---- Quoted text

Saturday, June 23, 2012

50. Chocolate Chip Cookie Murder by Joanne Fluke

Hannah owns her own cookie shop which keeps her very busy along with dodging her mother's matchmaking efforts.  But she still finds time to help her brother-in-law, Bill, solve two murders that have rocked their small Minnesota town.  The whole plot is a little unbelievable as Hannah goes about town, questioning everyone with very little push back considering she is not a police detective.  And Bill lets her because solving the murder will help him get a big promotion.  Why his boss doesn't know that Hannah is the true crime-solver is beyond me.  Still, Hannah is likeable and her cookie recipes look great.  Rating:  3.50

49. 4:50 From Paddington by Agatha Christie (Audio)

From back cover:
For an instant two trains run together, side by side.  In that instant, Elspeth witnessed a murder.  Helplessly, she stared out of her carriage window as a man remorselessly tightened his grip around a woman's throat.  The body crumpled.  Then the other train drew away.

But who, apart from Jane Marple, would take her story seriously?  After all, there were no suspects, no other witnesses  . . . and no corpse.

--------
---- Material provided

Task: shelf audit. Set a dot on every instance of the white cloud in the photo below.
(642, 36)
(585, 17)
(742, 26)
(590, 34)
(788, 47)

--------

* **Exercise goal**
Retype the entire book review post word for word. These rows have no connection to the book review post.

* **Finished task**
Saturday, June 23, 2012

50. Chocolate Chip Cookie Murder by Joanne Fluke

Hannah owns her own cookie shop which keeps her very busy along with dodging her mother's matchmaking efforts.  But she still finds time to help her brother-in-law, Bill, solve two murders that have rocked their small Minnesota town.  The whole plot is a little unbelievable as Hannah goes about town, questioning everyone with very little push back considering she is not a police detective.  And Bill lets her because solving the murder will help him get a big promotion.  Why his boss doesn't know that Hannah is the true crime-solver is beyond me.  Still, Hannah is likeable and her cookie recipes look great.  Rating:  3.50

49. 4:50 From Paddington by Agatha Christie (Audio)

From back cover:
For an instant two trains run together, side by side.  In that instant, Elspeth witnessed a murder.  Helplessly, she stared out of her carriage window as a man remorselessly tightened his grip around a woman's throat.  The body crumpled.  Then the other train drew away.

But who, apart from Jane Marple, would take her story seriously?  After all, there were no suspects, no other witnesses  . . . and no corpse.